_Problem details_: Could you return the lines below exactly, from the first line up to and including the line that holds "the chairlift hanger"?

Source records
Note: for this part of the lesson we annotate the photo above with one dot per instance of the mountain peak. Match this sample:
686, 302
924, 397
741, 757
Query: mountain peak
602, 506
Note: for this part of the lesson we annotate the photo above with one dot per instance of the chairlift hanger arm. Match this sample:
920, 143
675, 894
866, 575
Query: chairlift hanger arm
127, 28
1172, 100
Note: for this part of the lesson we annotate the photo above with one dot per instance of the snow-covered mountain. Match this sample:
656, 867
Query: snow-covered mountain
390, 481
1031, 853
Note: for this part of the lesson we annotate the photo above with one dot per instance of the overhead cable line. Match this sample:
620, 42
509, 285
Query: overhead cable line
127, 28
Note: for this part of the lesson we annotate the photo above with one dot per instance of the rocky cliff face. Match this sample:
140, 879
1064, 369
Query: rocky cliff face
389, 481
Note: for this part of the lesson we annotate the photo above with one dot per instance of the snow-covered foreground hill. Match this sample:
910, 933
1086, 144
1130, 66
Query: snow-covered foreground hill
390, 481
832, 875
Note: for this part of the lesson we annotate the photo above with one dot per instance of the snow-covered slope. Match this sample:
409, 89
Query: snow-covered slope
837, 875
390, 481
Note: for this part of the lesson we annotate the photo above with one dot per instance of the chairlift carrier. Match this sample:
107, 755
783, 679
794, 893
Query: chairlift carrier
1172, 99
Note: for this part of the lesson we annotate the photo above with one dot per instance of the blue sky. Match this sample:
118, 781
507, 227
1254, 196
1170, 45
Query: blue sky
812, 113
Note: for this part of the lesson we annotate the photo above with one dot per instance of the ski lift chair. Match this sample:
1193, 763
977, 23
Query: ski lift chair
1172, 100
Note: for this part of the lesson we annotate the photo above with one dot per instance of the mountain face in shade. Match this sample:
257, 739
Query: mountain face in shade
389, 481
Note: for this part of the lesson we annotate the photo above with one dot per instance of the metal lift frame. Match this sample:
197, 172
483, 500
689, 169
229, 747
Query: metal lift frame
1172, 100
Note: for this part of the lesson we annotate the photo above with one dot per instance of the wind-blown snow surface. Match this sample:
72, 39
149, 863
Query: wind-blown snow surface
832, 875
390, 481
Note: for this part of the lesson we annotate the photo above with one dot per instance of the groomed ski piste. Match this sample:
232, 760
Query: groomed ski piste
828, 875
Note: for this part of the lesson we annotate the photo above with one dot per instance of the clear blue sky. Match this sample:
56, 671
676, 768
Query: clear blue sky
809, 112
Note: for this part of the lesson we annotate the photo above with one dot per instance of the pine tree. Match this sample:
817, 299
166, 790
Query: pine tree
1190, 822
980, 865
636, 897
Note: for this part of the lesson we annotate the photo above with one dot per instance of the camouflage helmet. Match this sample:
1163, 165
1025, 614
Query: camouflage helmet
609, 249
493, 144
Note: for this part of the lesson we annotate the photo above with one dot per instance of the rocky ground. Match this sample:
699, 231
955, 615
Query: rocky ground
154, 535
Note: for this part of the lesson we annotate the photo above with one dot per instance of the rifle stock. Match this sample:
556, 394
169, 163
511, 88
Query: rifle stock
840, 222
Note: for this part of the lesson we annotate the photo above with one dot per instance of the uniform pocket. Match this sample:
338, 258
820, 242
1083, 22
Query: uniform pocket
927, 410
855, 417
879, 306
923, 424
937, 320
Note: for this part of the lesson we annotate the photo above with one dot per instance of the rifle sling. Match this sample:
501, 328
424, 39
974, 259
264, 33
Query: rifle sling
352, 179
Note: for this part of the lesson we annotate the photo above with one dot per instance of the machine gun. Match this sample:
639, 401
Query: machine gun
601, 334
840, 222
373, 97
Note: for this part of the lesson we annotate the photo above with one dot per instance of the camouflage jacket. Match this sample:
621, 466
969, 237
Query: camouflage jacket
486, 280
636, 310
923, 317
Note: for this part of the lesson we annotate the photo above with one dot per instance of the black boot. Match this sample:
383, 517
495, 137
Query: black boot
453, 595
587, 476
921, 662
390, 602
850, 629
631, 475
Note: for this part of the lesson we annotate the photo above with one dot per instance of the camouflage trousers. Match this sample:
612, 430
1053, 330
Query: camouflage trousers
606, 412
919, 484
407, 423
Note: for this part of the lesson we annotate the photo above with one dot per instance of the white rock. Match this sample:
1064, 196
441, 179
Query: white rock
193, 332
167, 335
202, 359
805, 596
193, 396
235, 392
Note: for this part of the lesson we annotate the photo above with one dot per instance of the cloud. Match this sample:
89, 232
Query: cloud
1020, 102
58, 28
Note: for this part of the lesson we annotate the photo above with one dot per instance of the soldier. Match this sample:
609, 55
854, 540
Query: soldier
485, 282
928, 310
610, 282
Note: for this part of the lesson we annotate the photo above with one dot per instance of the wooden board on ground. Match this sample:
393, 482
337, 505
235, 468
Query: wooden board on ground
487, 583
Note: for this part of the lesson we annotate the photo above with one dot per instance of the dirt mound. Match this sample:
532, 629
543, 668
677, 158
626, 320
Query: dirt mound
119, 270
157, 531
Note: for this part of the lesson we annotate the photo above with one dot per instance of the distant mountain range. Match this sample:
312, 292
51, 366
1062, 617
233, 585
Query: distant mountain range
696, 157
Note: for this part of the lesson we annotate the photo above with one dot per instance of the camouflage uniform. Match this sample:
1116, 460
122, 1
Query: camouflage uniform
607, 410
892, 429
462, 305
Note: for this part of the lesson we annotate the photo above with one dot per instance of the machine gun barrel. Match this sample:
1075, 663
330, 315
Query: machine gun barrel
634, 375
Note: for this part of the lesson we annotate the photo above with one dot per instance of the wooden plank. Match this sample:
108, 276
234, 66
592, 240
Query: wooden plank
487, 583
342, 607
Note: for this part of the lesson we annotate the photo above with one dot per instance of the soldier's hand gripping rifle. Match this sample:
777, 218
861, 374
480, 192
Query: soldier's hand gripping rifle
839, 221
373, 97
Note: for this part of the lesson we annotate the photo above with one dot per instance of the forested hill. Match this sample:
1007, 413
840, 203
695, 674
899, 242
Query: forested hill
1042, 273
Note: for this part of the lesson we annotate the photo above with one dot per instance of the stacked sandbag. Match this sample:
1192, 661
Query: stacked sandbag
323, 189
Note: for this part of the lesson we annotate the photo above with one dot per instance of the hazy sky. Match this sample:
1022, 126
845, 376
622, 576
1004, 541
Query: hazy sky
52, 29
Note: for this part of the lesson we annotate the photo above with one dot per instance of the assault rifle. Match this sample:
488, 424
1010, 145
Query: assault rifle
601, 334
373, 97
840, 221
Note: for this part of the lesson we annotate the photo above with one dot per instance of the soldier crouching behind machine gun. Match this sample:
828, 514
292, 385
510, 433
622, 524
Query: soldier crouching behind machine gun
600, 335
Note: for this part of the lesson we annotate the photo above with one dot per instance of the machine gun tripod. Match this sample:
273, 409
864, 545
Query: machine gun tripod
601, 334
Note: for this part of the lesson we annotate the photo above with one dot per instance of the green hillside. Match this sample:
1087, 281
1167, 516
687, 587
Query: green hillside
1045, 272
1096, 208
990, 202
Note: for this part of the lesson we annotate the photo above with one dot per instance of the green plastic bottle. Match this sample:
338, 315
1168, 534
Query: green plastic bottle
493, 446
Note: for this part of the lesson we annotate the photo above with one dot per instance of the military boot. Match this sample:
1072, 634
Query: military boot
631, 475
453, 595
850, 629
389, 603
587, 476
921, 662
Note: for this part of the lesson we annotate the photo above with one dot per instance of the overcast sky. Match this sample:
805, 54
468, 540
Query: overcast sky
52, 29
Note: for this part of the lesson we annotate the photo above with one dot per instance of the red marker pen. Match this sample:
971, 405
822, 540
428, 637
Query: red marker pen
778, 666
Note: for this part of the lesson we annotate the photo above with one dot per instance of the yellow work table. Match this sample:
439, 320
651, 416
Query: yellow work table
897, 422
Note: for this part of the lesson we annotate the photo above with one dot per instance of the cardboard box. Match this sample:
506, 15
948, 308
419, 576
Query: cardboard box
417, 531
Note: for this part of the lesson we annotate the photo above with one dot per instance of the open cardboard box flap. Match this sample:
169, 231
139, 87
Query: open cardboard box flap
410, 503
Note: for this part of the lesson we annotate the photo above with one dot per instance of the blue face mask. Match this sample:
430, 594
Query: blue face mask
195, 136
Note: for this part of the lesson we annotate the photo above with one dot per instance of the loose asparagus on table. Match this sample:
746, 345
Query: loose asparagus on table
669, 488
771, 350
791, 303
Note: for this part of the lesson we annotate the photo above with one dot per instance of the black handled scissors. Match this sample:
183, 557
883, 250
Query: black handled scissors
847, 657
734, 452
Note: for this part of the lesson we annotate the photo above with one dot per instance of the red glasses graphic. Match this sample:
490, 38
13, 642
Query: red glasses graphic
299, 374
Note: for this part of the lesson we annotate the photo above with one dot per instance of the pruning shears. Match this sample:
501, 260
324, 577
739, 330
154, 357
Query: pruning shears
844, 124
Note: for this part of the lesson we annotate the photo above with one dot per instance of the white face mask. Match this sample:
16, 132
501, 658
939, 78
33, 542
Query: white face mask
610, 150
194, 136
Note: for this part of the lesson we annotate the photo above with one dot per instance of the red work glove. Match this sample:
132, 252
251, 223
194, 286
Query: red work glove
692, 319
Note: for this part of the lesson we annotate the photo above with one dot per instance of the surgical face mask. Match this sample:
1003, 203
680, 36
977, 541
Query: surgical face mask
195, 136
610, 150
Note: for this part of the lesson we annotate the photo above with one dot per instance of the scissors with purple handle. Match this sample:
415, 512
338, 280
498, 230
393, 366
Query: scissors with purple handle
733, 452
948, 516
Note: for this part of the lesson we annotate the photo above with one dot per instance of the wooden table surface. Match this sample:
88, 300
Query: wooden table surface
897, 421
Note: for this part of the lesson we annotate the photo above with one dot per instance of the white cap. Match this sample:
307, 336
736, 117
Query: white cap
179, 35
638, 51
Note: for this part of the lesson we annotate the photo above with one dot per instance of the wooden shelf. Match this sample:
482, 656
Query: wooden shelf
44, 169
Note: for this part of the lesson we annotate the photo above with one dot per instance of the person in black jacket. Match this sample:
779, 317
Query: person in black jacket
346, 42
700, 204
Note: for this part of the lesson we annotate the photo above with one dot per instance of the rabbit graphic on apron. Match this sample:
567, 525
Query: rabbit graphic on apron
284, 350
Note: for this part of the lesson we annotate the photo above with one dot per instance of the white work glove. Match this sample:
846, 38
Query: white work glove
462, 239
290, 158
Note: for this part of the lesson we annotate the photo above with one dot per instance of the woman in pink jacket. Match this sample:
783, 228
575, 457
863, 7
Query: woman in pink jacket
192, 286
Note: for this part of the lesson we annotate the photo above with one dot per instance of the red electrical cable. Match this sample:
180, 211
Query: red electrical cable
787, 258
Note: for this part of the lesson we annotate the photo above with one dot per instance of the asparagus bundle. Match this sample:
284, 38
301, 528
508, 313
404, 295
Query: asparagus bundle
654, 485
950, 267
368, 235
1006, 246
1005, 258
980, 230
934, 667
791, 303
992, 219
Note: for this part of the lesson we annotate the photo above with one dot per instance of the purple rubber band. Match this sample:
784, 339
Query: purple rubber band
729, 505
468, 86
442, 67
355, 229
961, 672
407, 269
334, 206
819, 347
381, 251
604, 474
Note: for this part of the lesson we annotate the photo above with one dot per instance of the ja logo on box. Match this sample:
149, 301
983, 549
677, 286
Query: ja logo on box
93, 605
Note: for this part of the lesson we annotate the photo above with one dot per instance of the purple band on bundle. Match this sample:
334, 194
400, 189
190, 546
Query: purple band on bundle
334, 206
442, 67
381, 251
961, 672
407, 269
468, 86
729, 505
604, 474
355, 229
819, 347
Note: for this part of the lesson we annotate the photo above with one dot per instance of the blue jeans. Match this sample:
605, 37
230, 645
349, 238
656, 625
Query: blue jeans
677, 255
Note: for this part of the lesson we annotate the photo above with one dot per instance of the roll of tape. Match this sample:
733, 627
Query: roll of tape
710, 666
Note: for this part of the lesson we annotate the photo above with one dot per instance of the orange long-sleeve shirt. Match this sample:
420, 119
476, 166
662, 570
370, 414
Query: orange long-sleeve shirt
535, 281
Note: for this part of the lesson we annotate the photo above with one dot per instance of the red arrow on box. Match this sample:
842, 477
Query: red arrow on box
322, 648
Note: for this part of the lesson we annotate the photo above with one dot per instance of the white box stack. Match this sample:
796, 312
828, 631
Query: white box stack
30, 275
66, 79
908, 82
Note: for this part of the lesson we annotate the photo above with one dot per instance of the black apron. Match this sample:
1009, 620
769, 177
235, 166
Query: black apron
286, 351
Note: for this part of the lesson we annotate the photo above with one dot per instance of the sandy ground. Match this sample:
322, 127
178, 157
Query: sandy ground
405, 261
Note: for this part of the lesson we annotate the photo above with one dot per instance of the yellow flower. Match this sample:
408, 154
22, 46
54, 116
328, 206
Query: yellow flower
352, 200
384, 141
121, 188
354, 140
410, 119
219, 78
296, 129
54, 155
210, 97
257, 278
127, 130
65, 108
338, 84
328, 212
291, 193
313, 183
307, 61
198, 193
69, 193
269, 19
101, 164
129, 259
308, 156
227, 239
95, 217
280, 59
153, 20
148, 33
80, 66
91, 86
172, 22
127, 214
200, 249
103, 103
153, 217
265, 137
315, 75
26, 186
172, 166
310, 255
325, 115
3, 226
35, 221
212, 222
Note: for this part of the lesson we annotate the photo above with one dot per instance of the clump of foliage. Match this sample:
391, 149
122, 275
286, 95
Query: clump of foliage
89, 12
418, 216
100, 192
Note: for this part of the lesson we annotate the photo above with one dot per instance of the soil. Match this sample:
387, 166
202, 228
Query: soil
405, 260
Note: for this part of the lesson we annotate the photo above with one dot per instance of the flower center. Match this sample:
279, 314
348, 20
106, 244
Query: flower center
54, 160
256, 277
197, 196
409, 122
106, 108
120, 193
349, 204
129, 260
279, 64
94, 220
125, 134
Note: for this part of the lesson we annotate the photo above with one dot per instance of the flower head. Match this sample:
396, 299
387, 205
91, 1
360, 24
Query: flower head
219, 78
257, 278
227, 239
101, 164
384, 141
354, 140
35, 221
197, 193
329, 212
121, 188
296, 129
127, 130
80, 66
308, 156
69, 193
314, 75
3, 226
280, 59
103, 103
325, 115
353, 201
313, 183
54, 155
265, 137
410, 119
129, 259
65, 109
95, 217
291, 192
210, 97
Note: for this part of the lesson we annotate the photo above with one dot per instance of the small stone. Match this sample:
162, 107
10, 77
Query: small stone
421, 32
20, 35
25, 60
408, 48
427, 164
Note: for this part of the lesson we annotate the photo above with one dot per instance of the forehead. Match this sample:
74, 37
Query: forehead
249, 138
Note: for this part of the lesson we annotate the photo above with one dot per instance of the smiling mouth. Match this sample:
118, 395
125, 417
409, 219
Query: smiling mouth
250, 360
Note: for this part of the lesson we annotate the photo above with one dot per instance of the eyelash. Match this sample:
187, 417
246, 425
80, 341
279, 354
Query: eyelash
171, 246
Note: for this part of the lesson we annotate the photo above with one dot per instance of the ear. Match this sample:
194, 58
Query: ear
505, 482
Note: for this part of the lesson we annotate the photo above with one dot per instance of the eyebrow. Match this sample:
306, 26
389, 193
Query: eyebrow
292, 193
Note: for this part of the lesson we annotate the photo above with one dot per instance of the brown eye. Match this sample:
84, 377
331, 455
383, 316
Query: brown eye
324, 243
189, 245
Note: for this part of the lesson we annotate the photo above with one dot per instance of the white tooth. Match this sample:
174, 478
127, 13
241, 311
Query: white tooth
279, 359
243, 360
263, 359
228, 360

_Exercise solution_:
Note: for this part of the lesson we annotate the photo above with one dot per instance of the mountain peak. Match this sample:
686, 302
924, 397
741, 757
Query: mountain peak
602, 506
Note: for this part of the lesson we annotate the photo above with one dot per instance of the chairlift hanger arm. Match this sample:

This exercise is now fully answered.